::: Records provided :::

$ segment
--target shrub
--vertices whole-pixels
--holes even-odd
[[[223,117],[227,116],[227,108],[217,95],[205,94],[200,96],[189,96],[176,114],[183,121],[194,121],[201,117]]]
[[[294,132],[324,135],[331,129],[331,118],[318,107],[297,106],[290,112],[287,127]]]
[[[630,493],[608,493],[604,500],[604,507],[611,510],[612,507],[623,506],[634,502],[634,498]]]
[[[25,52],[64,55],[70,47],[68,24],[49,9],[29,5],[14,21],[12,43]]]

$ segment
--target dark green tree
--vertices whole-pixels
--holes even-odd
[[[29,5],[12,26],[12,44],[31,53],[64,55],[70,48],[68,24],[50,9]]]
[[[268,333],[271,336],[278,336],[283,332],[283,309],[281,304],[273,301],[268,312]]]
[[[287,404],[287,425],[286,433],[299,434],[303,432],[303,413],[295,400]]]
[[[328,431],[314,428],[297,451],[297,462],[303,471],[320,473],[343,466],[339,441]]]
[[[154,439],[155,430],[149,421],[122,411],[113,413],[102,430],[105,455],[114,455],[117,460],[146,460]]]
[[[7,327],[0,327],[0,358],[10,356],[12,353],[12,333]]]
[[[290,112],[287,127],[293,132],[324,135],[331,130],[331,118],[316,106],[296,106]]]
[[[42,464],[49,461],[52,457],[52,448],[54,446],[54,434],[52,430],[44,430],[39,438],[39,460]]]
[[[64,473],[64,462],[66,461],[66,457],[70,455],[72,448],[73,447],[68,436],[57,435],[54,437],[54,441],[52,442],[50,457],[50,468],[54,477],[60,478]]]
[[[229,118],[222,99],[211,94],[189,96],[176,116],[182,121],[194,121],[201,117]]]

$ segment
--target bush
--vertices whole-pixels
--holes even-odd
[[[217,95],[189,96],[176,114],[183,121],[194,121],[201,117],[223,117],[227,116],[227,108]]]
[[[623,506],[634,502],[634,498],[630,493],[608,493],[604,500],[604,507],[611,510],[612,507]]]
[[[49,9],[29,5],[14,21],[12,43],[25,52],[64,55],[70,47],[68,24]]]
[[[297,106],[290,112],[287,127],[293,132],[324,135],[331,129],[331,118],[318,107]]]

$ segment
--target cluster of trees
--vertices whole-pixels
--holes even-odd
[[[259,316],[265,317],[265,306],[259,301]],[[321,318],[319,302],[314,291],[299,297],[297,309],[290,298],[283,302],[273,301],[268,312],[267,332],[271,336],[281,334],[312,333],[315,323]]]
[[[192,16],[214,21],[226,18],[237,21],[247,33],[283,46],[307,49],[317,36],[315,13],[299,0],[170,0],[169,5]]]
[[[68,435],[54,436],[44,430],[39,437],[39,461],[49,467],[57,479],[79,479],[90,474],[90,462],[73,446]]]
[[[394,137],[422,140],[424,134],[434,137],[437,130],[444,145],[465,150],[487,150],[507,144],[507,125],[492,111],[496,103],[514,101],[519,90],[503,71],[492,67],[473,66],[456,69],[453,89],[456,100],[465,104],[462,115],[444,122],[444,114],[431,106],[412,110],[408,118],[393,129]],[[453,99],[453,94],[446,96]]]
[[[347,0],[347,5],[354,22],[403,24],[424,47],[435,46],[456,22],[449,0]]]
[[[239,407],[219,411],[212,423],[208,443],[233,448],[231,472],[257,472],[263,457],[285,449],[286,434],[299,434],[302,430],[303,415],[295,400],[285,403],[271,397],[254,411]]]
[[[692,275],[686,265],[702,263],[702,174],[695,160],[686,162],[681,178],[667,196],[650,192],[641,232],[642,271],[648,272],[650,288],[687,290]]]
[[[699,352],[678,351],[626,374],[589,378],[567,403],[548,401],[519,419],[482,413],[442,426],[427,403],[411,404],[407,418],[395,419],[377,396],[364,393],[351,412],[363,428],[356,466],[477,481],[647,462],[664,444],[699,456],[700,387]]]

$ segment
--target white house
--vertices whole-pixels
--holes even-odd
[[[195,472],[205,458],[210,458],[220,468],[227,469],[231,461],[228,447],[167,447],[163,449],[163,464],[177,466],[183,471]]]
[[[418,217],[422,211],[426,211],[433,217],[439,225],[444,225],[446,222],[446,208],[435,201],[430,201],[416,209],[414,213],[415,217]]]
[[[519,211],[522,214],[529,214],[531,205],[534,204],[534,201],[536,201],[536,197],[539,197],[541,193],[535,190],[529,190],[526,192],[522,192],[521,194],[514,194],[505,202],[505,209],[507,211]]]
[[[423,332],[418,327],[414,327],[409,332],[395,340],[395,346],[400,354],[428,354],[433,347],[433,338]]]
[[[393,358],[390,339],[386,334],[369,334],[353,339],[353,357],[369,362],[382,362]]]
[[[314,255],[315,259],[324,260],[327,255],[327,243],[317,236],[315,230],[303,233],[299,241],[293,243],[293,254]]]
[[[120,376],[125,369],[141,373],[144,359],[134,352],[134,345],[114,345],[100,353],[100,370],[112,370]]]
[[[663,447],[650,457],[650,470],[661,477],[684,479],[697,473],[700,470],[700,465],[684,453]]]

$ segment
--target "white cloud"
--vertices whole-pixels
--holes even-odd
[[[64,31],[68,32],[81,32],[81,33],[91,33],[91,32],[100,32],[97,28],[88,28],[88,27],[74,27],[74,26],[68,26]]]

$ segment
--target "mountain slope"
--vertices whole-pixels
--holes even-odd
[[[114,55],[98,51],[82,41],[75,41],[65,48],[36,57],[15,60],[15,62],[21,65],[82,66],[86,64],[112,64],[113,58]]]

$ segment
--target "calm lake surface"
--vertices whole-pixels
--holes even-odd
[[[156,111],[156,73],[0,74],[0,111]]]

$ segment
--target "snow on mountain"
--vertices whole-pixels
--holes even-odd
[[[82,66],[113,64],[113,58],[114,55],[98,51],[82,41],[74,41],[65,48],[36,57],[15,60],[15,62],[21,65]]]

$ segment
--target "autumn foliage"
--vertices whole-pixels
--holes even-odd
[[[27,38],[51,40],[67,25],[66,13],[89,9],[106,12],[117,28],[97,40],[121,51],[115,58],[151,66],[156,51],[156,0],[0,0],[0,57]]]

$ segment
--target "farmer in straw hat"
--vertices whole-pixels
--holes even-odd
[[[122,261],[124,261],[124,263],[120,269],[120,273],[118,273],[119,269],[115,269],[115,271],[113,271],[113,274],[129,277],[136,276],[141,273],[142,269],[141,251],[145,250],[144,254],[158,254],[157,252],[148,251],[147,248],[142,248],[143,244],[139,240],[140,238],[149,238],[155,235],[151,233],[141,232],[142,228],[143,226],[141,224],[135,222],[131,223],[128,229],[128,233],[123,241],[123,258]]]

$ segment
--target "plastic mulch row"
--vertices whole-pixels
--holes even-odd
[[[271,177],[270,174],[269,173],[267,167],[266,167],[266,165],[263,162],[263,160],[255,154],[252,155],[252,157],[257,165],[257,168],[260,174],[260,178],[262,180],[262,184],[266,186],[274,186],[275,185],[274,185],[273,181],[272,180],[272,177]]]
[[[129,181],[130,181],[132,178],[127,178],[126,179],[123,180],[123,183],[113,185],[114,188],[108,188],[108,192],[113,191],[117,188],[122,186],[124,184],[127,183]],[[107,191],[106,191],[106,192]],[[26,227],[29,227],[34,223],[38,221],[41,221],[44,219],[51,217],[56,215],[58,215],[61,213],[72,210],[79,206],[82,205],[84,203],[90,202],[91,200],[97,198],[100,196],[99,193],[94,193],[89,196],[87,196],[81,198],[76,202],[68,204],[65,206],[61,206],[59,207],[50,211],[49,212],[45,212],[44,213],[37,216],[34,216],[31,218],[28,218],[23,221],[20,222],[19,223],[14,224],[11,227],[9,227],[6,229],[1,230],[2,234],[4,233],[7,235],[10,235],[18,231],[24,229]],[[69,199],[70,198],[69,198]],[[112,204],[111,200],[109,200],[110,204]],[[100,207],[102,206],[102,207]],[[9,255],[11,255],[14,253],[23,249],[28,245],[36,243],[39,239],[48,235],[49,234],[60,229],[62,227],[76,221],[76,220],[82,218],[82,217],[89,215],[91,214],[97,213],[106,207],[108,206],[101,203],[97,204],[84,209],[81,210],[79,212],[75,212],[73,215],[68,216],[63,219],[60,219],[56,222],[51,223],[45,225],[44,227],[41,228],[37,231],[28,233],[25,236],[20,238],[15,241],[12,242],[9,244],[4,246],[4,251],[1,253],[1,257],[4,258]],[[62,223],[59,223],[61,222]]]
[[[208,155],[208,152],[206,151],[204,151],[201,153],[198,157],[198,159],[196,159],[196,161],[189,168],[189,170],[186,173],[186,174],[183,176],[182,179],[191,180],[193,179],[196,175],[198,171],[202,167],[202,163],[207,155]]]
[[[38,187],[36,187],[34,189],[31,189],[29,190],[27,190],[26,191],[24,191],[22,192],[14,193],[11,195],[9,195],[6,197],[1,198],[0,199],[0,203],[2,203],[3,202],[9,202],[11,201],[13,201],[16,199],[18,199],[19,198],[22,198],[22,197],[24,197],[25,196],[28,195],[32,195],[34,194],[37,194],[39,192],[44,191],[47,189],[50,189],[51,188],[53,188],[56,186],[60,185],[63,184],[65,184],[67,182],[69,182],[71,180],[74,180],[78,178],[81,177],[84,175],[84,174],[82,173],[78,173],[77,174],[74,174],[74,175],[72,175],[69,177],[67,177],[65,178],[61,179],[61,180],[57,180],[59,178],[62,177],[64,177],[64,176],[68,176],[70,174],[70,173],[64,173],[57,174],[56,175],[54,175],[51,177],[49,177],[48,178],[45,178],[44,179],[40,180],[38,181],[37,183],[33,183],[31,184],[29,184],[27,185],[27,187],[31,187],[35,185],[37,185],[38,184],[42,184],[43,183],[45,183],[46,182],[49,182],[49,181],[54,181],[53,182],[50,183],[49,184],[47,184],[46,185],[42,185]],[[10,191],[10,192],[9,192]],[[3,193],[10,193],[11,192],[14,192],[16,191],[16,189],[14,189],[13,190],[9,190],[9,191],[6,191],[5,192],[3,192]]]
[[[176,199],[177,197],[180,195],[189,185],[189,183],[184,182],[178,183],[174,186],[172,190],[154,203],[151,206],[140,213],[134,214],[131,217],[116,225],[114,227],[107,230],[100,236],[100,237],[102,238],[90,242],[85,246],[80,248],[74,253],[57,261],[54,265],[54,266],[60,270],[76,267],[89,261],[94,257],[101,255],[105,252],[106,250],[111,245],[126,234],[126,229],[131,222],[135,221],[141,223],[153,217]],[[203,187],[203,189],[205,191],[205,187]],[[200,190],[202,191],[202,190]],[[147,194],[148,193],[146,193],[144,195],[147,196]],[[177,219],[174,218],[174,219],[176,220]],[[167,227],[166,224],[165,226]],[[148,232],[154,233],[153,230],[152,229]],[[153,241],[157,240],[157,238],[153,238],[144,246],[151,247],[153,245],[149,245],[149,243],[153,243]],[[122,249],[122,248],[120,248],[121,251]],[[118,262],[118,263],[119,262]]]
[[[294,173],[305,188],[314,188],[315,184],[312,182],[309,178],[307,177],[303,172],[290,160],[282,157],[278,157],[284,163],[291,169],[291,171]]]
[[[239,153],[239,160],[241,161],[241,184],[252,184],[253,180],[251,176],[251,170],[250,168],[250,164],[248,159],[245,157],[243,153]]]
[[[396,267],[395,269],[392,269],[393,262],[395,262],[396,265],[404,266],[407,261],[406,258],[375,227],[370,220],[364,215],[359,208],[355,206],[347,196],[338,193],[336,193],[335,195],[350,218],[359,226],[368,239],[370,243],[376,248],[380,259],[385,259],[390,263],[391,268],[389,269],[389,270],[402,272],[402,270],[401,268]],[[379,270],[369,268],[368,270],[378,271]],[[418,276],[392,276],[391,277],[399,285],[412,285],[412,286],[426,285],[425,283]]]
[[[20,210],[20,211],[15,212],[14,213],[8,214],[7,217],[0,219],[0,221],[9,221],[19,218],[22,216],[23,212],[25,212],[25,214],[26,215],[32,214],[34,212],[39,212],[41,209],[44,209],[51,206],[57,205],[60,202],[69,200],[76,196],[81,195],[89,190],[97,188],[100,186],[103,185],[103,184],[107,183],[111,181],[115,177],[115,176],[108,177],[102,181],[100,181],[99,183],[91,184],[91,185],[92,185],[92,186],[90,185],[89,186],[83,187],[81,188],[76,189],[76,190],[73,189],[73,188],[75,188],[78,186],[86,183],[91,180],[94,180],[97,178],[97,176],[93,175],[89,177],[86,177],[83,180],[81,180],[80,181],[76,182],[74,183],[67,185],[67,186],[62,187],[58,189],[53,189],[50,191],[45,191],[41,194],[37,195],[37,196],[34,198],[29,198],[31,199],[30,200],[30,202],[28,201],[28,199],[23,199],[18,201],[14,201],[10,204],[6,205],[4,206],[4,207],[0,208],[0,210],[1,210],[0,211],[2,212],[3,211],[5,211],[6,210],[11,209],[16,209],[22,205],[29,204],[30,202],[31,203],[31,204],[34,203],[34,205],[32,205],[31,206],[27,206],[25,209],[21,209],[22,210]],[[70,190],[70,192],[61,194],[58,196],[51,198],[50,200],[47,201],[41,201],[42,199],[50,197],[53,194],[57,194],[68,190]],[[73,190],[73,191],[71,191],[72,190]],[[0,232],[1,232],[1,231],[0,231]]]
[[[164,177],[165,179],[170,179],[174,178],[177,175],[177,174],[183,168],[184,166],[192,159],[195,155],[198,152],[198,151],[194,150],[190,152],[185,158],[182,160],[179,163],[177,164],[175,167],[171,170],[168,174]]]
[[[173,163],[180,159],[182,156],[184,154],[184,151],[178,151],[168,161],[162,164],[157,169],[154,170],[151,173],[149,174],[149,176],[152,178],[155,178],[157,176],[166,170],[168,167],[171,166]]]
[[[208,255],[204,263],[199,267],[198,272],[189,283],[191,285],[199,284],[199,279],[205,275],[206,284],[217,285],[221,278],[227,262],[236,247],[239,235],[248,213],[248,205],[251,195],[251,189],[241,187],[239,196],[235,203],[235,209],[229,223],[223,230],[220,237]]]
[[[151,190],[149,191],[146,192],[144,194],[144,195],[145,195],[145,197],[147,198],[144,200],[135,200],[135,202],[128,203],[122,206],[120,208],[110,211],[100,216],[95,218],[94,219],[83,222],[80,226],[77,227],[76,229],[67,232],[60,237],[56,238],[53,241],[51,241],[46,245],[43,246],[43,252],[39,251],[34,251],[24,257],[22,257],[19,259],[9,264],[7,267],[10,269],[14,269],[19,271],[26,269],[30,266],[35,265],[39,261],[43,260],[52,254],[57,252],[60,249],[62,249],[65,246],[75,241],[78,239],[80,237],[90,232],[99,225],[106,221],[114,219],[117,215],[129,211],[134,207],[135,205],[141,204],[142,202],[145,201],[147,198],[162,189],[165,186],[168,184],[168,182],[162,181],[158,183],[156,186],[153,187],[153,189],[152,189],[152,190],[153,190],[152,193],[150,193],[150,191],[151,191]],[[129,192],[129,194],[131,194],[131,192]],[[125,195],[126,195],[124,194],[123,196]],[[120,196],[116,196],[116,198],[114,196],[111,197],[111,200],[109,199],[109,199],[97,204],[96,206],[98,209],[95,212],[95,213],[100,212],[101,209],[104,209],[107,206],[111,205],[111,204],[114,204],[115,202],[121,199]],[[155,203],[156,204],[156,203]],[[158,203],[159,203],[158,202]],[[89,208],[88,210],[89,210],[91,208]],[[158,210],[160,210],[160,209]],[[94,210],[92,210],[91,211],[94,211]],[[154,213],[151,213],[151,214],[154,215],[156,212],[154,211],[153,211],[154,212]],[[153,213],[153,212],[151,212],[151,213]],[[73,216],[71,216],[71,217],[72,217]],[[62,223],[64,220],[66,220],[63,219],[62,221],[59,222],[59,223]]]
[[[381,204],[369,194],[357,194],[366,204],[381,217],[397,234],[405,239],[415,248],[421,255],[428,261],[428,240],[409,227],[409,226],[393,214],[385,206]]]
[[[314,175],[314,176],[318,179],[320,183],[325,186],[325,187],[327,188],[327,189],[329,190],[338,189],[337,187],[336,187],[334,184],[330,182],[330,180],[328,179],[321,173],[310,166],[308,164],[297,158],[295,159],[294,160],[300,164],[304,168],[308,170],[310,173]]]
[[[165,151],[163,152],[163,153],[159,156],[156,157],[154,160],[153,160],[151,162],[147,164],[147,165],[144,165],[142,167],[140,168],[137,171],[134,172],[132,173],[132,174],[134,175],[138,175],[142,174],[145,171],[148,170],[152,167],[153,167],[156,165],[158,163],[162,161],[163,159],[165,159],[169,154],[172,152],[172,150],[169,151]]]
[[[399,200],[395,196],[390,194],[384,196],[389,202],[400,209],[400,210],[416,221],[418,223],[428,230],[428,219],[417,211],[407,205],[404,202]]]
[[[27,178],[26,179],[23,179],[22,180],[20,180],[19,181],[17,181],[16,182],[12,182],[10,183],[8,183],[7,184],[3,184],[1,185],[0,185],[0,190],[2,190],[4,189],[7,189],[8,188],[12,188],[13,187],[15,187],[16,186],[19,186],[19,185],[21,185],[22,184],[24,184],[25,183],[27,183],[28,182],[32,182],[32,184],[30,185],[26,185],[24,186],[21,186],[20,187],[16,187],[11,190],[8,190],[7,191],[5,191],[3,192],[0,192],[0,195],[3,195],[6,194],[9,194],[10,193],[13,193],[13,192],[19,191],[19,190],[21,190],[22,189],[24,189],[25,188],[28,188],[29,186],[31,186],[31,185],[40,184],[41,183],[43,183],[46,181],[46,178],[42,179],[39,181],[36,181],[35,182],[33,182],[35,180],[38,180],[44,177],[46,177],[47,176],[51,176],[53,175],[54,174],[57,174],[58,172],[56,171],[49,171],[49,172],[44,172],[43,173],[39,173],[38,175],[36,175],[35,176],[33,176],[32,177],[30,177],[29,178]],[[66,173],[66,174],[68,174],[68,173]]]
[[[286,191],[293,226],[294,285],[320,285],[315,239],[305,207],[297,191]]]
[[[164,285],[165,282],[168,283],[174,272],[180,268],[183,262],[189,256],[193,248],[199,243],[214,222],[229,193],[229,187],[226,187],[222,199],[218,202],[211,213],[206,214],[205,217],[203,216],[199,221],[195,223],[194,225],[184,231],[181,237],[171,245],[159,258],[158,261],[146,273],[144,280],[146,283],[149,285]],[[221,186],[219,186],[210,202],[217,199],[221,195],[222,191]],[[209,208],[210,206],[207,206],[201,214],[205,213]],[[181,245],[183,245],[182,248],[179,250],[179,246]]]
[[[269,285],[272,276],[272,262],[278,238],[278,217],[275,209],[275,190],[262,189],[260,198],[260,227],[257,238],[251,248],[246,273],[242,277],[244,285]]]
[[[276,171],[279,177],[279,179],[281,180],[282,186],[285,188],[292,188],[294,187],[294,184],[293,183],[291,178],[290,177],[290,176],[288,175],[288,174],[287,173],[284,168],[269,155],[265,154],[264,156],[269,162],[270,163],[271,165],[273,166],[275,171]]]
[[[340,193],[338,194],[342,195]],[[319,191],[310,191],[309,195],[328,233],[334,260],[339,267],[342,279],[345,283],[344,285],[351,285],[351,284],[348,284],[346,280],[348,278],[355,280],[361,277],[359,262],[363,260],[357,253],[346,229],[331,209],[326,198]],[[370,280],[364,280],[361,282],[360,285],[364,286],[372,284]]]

:::

Report every line in the entries above that contains the string "mountain".

Answer to the task:
--target "mountain slope"
--target "snow on mountain"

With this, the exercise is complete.